[Pointing records]
+ + + +
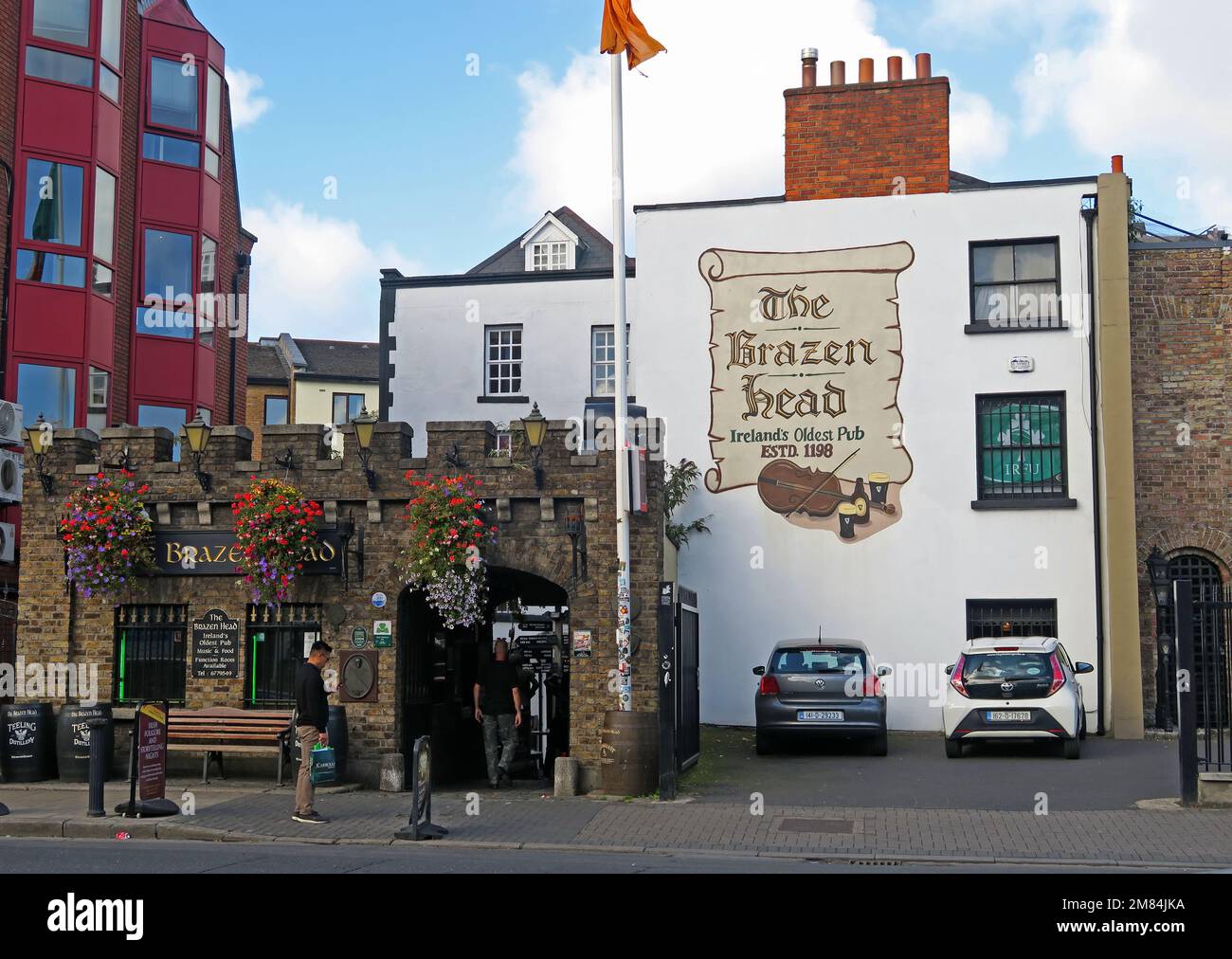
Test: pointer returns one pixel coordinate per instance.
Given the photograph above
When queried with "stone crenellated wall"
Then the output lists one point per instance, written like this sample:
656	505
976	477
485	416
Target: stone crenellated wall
56	625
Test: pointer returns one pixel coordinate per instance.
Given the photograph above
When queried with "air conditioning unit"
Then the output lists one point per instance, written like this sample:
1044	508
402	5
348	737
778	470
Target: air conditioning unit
10	423
10	478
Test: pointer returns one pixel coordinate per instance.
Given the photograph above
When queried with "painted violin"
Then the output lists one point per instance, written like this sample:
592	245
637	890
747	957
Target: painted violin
788	488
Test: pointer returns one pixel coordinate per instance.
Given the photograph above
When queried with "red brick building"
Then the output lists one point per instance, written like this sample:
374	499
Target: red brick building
124	258
1182	319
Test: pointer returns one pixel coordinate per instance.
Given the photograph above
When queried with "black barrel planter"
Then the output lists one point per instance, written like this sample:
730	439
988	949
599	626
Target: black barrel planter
27	742
628	753
336	732
73	740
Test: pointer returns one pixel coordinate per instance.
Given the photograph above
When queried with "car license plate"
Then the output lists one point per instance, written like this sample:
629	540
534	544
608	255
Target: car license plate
1002	715
812	715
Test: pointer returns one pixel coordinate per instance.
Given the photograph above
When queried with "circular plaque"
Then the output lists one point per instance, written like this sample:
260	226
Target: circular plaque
357	677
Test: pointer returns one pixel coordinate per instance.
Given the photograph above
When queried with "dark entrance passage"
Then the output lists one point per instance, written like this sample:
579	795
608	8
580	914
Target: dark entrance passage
440	667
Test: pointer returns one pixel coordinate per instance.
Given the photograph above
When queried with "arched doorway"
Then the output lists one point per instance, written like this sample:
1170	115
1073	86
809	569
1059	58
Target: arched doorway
439	669
1211	643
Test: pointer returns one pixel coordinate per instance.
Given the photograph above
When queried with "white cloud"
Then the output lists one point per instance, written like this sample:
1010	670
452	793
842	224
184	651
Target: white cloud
246	105
313	275
703	119
1149	82
978	135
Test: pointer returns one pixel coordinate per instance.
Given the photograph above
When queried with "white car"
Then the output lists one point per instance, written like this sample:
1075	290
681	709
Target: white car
1014	689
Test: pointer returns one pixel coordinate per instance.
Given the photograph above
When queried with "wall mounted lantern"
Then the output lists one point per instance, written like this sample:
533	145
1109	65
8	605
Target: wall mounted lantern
365	425
575	529
40	442
1161	583
346	532
196	437
534	425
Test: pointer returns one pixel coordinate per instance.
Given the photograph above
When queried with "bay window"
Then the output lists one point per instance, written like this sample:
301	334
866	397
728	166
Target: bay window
167	306
65	21
172	94
49	390
53	202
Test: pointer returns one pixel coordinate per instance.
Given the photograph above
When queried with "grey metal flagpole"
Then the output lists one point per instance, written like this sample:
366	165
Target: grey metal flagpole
624	626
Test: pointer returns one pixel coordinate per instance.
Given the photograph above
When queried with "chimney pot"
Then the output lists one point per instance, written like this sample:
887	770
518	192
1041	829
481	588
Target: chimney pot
808	68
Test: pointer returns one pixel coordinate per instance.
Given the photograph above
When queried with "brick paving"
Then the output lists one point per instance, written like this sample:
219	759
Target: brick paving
528	819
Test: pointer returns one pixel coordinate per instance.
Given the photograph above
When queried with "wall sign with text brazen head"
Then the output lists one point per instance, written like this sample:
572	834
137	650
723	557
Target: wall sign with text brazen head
806	352
198	552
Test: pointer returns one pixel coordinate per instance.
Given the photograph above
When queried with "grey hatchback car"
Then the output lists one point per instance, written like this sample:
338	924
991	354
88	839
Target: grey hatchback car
821	688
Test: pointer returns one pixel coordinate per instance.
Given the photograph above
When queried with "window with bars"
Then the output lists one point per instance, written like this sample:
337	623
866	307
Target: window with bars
992	619
504	361
1022	443
1015	285
151	652
550	257
278	638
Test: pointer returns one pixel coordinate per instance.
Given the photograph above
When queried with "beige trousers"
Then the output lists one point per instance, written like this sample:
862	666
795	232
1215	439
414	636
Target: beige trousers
304	789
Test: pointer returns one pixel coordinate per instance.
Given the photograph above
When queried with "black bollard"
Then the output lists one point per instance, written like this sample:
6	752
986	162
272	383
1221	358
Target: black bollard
99	763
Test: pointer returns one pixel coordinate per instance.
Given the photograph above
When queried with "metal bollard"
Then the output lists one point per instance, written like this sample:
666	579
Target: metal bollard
99	765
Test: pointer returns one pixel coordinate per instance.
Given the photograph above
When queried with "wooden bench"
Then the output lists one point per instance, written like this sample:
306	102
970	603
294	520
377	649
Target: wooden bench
226	730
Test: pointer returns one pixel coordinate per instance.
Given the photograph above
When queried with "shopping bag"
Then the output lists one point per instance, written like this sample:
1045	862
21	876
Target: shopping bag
323	767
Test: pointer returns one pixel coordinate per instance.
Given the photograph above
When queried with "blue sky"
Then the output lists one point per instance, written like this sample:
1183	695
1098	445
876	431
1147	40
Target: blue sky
450	127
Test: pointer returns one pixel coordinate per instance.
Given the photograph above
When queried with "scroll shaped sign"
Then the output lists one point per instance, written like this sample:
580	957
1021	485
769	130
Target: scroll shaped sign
806	353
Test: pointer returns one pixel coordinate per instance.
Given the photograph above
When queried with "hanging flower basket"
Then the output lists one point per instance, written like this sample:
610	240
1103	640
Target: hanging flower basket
447	530
109	539
276	530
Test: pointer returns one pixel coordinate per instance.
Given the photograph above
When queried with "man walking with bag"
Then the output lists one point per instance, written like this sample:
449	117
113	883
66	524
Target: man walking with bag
312	722
498	705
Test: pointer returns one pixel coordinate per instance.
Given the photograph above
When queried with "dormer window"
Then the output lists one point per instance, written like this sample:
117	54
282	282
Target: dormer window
550	244
550	257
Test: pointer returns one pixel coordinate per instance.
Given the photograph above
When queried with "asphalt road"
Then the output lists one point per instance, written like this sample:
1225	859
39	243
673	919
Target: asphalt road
85	857
915	774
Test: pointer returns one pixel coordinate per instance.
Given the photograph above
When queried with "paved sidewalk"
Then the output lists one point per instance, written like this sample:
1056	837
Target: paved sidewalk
526	819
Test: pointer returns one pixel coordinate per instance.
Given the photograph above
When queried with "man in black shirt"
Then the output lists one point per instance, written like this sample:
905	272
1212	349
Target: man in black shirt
498	705
312	722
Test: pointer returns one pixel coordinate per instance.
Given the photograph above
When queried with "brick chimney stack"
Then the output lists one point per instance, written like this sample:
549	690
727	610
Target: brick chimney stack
867	138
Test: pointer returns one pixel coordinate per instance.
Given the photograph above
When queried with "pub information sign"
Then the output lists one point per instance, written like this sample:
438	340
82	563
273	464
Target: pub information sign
214	646
151	770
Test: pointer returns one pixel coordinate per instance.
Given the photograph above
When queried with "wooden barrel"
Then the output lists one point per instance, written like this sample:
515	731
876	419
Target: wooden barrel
73	740
628	753
336	730
27	742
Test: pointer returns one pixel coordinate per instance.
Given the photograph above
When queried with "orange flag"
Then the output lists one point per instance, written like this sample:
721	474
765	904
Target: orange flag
624	31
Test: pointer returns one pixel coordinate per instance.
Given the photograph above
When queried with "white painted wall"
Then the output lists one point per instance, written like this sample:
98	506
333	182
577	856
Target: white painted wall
439	361
904	589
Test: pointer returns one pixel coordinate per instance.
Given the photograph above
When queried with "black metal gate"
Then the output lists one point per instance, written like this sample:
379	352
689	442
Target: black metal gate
679	684
1204	632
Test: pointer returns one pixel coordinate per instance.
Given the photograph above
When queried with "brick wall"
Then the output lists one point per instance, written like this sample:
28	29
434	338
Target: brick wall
867	139
1181	302
254	401
57	626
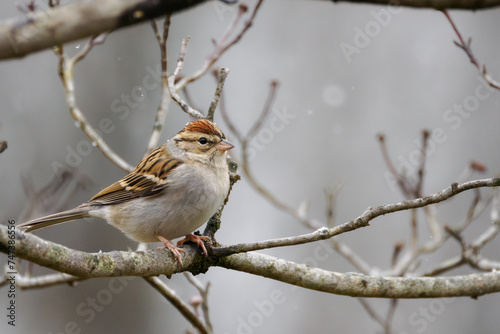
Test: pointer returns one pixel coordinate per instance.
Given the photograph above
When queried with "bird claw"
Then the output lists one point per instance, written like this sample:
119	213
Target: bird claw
168	244
197	240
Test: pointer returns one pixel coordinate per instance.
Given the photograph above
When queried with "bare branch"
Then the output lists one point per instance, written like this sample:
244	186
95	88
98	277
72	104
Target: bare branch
156	262
221	47
203	290
182	307
356	285
220	85
66	74
171	83
161	113
466	46
37	31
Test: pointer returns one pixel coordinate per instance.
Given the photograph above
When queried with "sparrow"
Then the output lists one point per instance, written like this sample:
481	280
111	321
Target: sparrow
173	191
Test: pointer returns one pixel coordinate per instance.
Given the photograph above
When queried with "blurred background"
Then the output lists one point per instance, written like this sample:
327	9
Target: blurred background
338	90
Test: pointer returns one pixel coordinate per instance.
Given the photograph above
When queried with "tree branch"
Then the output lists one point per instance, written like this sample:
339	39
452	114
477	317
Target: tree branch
356	285
436	4
56	26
+ + + +
■ Task instructions: Please pull out every line of the records above that contains the word "paving". Case matters.

■ Right answer:
When queried with "brick paving"
Target: brick paving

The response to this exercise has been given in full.